Oh, sure, Oliver may have been wrong in suspecting that the man he allegedly killed, 67-year-old paroled rapist Michael A. Dodele, was plotting to seduce and molest neighborhood children. But this is simply a matter of inconsequential detail, since we know that Dodele was a sex offender: His name was listed on the official government database, after all, and people like that can never change.
And, yes, Dodele's victim wasn't a child, but rather a 37-year-old adult. But some time ago, before Dodele moved into the neighborhood, Oliver's son was molested, and that changed everything.
So whose side are you on, anyway – are you with the children, or with the rapists?
Clearly, it was just a matter of time before Dodele attacked Oliver's children. Dodele's presence in the neighborhood constituted a grave and gathering threat to every child living therein. Oliver wasn't going to wait until the threat had fully materialized; instead of letting the rapist take the initiative, he took the battle to where the offender lived.
“I felt that by not taking evasive action as a father in the right direction, I might as well have taken my child to some swamp filled with alligators and had them tear him to pieces,” Oliver explained to the Los Angeles Times. Although he did not explicitly admit to killing Dodele, Oliver told the paper that “any father in my position, with moral, home, family values, wouldn't have done any different.”
It turns out, of course, that Dodele's offense did not involve a sexual assault on children. But this doesn't mean that Oliver was wrong, naturally.

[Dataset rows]
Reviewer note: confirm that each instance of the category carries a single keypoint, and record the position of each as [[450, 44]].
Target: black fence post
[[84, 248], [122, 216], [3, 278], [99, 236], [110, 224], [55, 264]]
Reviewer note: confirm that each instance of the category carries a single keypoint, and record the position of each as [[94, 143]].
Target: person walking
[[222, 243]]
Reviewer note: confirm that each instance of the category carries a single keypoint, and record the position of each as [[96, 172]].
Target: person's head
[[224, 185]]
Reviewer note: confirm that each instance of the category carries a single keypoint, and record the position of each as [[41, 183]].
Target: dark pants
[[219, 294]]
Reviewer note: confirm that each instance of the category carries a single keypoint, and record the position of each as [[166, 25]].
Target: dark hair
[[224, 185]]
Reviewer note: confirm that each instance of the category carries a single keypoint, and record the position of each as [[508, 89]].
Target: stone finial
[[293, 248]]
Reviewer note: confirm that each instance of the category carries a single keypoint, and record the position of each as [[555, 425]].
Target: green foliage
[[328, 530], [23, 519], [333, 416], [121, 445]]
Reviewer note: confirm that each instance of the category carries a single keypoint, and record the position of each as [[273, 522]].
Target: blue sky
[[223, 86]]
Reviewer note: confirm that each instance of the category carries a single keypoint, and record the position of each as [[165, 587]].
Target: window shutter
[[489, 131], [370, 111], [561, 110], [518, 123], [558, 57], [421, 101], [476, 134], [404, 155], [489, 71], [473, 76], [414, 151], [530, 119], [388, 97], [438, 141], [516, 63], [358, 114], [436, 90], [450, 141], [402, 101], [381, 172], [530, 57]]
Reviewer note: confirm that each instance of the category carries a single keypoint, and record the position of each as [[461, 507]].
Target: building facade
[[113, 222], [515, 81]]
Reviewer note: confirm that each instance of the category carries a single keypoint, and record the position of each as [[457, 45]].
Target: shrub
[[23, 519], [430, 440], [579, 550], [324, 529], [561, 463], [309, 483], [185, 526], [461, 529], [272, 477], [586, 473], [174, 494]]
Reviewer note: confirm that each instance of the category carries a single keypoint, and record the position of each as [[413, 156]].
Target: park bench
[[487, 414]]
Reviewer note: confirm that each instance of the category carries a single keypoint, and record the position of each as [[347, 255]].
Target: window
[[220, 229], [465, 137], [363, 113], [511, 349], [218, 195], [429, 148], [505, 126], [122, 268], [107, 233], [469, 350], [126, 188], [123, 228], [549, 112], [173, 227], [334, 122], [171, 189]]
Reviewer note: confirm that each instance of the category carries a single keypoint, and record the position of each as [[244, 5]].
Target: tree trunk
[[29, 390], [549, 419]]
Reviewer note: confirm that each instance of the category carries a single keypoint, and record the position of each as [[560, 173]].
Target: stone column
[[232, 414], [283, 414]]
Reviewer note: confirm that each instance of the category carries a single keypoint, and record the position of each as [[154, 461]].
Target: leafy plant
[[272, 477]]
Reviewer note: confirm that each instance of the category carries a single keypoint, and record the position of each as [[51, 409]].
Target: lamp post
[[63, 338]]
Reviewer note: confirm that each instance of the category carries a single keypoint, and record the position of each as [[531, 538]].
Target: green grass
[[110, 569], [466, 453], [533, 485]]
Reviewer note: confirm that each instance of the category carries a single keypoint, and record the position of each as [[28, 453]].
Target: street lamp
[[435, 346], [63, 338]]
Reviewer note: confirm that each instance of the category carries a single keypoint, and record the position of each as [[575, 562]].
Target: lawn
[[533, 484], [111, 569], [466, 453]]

### Written tasks
1. Based on the column about Oliver and Dodele, decide whether each statement agrees with it, answering yes or no and quoting the words that settle it: (a) Dodele was 67 years old. (b) Dodele's victim was a child. (c) Oliver explicitly admitted to killing Dodele.
2. Translate this sentence from the column about Oliver and Dodele into Spanish: "It turns out, of course, that Dodele's offense did not involve a sexual assault on children."
3. According to the column about Oliver and Dodele, which newspaper did Oliver speak to?
These lines have no connection to the text.

### Responses for each task
1.
(a) Yes: "67-year-old paroled rapist Michael A. Dodele"
(b) No: "Dodele's victim wasn't a child, but rather a 37-year-old adult"
(c) No: "Although he did not explicitly admit to killing Dodele"

2. Resulta, por supuesto, que el delito de Dodele no implicó una agresión sexual contra niños.

3. The Los Angeles Times.